• **Work required**
Return all lines of the listing below that carry the word "prompts".

Material to process: Begin

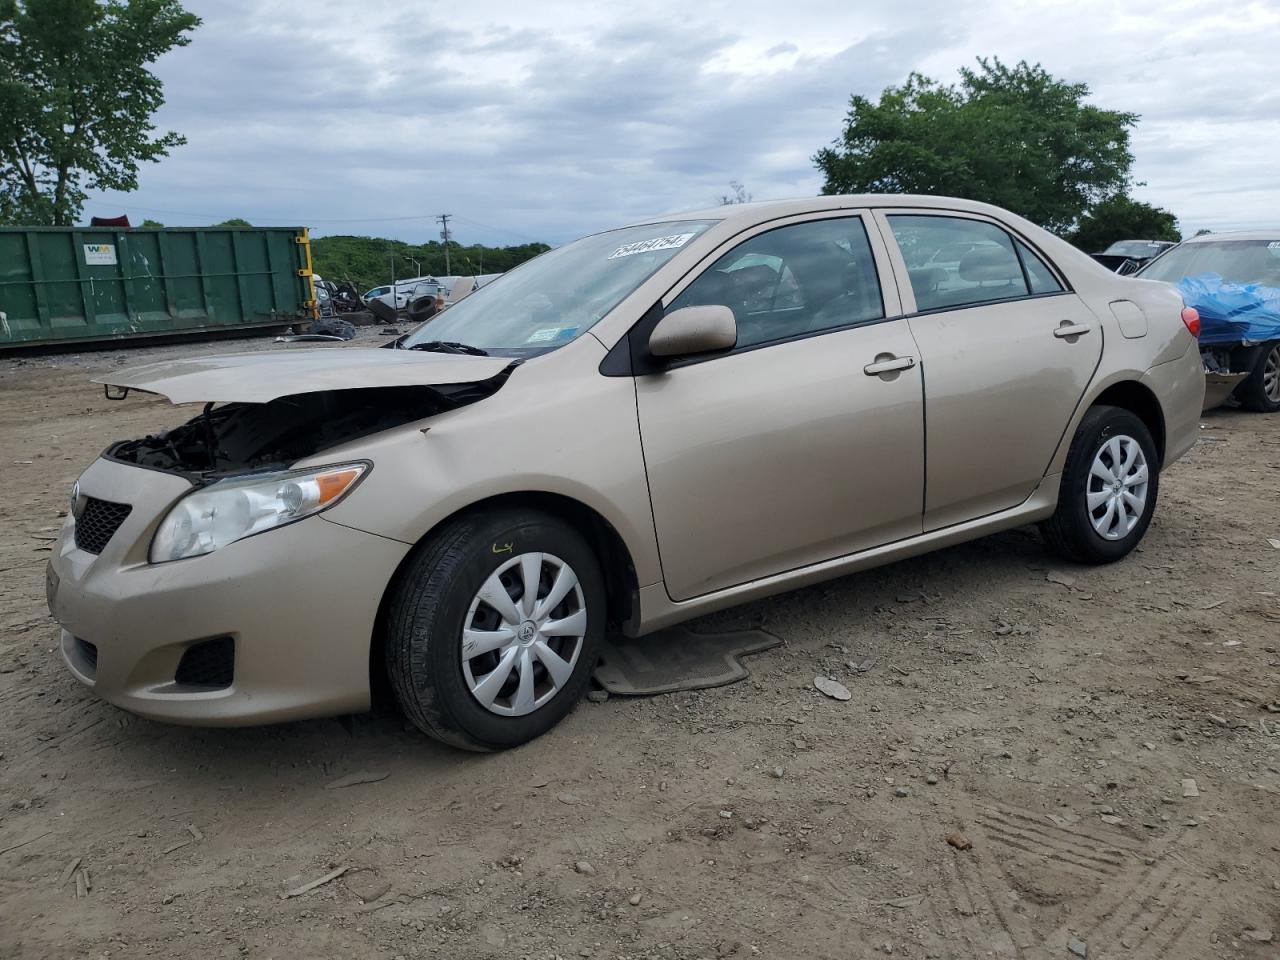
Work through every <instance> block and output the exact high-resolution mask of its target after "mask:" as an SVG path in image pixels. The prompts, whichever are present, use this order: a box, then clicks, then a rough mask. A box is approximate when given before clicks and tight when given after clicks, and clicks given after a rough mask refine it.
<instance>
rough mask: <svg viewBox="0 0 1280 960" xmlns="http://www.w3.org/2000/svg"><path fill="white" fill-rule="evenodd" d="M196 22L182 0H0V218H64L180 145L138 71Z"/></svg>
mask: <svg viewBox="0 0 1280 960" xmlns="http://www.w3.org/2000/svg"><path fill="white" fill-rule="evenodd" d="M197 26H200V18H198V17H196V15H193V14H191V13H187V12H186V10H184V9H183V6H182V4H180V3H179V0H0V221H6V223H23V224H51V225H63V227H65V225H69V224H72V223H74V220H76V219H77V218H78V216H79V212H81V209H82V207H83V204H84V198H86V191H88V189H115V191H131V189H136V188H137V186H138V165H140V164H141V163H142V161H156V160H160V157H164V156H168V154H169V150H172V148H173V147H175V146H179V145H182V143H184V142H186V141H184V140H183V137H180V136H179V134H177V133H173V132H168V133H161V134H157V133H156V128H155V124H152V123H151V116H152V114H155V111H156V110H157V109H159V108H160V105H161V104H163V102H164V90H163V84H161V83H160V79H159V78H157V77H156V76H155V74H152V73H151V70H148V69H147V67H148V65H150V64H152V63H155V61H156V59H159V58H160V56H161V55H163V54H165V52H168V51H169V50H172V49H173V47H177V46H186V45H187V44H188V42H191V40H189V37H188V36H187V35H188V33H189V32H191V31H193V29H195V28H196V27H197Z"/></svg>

Material to process: End
Material to process: Begin

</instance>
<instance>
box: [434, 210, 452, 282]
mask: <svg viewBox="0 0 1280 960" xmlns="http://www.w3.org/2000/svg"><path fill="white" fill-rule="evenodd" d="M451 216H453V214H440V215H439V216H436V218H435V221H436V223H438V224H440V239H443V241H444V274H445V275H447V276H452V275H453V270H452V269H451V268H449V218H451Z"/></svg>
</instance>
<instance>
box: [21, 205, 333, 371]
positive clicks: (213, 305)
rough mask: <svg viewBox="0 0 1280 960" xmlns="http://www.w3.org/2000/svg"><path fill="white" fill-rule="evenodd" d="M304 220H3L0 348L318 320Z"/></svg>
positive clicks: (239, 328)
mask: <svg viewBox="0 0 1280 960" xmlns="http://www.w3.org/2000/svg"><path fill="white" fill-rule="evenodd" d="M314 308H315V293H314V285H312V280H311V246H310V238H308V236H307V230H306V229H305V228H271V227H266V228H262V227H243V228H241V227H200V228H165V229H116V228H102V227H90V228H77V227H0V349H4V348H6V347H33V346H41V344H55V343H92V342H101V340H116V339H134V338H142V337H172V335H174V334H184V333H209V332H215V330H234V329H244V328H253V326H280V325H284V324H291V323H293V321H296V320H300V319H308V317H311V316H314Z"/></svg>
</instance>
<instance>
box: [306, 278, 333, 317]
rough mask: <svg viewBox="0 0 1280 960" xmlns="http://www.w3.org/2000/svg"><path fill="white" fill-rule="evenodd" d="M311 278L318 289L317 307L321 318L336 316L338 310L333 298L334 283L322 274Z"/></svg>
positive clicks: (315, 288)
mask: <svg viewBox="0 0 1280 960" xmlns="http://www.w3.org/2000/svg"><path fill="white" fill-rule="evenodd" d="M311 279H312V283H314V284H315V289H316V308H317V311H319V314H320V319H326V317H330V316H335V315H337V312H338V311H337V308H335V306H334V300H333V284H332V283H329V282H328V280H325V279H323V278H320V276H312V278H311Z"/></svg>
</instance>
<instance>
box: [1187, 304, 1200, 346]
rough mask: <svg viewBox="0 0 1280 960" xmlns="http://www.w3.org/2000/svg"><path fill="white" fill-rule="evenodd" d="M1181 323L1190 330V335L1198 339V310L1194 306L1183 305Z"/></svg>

Material to process: End
Material to process: Begin

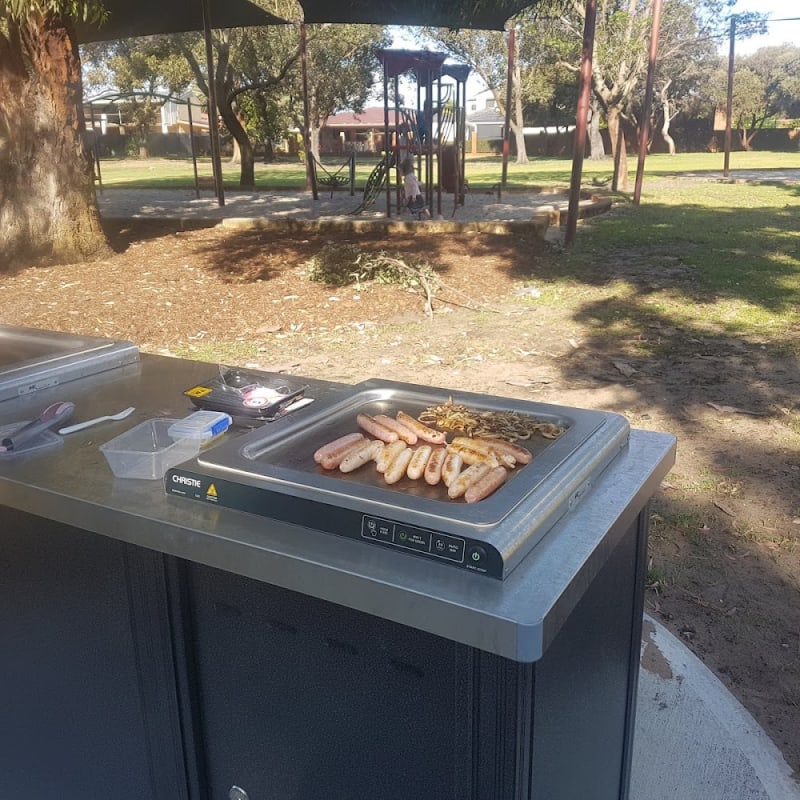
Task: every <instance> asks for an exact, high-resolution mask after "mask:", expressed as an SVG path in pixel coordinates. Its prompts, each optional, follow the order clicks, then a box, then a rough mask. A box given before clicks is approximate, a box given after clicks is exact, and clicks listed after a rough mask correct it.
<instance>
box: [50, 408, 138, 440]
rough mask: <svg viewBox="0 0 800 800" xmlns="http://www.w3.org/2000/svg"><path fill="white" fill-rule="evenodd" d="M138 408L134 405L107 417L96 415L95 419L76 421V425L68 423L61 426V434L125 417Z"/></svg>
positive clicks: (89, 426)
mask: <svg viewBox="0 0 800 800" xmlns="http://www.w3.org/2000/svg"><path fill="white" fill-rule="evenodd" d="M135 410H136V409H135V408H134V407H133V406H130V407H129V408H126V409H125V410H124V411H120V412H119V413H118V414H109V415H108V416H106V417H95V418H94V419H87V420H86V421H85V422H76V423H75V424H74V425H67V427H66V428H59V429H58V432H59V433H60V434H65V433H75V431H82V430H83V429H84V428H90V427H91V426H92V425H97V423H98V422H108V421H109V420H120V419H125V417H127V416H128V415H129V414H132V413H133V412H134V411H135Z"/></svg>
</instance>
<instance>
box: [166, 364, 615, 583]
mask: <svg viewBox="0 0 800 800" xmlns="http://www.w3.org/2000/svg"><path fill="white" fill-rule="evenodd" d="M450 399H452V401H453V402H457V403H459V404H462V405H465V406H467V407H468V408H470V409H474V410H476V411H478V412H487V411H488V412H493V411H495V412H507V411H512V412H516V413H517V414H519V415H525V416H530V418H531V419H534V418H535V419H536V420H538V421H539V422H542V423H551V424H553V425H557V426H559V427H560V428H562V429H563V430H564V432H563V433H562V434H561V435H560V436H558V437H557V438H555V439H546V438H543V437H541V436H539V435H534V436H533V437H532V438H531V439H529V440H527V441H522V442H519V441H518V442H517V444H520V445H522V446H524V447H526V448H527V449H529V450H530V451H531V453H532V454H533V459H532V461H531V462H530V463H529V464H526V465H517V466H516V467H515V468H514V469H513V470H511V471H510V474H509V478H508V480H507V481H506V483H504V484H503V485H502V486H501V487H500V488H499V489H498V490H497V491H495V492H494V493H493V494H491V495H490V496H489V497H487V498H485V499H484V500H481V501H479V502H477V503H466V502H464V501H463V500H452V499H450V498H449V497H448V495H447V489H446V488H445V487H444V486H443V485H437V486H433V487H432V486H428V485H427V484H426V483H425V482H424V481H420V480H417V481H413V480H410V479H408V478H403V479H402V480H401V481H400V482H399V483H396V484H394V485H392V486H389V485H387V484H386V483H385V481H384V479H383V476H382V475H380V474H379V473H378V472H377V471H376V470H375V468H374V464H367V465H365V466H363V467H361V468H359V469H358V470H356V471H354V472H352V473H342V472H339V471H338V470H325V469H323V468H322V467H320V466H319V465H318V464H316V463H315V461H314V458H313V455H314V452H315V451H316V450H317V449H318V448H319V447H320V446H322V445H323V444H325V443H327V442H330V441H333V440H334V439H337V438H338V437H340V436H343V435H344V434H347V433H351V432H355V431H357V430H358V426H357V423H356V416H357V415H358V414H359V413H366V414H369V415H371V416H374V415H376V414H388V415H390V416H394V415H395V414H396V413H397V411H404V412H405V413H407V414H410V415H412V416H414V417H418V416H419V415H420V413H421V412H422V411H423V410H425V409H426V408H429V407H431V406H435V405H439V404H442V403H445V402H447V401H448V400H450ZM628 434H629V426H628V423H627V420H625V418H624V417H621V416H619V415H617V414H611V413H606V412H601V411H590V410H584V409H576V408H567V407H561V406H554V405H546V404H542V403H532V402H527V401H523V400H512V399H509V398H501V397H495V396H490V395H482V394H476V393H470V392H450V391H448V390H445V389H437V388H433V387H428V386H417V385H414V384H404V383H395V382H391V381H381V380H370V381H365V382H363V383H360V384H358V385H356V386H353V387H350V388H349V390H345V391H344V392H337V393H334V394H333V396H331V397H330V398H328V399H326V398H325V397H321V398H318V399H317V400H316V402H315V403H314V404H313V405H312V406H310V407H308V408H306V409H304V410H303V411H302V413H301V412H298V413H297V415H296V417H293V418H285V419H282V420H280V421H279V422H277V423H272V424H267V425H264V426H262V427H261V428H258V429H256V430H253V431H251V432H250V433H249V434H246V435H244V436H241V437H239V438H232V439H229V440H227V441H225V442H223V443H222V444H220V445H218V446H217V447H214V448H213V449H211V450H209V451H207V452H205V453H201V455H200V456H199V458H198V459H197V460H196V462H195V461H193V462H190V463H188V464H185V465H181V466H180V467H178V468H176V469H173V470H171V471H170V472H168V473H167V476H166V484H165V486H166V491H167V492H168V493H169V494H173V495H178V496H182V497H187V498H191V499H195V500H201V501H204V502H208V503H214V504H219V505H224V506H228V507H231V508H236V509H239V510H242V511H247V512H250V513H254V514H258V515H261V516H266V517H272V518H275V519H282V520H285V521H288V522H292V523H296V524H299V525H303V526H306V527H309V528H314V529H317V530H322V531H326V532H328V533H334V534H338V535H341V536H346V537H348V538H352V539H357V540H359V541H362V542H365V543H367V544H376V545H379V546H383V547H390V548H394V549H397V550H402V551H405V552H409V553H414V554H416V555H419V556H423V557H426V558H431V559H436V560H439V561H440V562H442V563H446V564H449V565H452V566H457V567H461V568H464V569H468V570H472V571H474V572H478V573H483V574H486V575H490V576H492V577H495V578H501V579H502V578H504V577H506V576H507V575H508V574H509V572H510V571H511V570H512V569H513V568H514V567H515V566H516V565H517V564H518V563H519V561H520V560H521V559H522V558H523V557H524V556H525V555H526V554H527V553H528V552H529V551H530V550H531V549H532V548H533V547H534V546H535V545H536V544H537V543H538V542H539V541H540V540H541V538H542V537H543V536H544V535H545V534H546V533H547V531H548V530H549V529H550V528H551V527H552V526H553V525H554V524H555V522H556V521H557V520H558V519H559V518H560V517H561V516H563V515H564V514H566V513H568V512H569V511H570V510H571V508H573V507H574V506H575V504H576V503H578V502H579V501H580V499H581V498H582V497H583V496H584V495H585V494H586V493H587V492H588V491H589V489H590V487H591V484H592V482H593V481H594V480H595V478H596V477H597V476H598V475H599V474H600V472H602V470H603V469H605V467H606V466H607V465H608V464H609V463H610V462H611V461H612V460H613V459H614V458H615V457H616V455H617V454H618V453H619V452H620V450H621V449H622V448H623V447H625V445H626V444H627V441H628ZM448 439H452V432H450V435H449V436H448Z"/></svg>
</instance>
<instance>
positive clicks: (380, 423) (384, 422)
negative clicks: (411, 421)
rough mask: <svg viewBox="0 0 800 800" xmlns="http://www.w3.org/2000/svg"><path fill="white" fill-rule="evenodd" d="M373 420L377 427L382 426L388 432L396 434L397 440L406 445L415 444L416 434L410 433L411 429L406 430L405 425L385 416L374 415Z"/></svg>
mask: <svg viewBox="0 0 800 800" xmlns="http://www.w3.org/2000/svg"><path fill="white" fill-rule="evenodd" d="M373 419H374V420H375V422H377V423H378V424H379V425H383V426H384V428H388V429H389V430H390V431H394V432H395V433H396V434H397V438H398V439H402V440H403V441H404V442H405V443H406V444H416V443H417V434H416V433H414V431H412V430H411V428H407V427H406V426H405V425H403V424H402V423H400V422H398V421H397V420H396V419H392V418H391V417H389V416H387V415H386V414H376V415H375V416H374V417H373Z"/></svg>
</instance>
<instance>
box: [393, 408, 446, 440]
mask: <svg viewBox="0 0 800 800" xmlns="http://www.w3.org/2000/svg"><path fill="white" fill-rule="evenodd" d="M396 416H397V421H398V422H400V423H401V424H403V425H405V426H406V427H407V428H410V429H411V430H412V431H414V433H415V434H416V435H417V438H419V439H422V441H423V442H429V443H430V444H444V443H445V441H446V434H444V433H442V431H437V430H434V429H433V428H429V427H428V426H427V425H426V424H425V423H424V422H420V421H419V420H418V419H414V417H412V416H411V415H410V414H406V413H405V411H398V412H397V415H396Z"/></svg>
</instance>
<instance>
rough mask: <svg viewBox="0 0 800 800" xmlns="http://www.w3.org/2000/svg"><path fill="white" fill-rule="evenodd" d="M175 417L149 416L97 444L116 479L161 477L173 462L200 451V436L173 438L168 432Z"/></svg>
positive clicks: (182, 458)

Material to process: End

• **Response**
Work through every <instance> block and output the exact high-resolution mask of its target after "mask:" as an SVG path in image pixels. The prompts, whichever are present, use this order: a box, then clicks, then a rough mask. A box is approximate when given before clicks and tight when given after clicks, and clicks given after a rough mask refine it.
Task: every <instance> asks for an exact, high-resolution mask after "mask:", expressed as an SVG path in pixel coordinates. Its prompts, each optional, follow the order clicks, then a box, then a rough mask. A box given before clicks is approximate, a box given after clicks is exact, and clicks listed after a rough mask correct it.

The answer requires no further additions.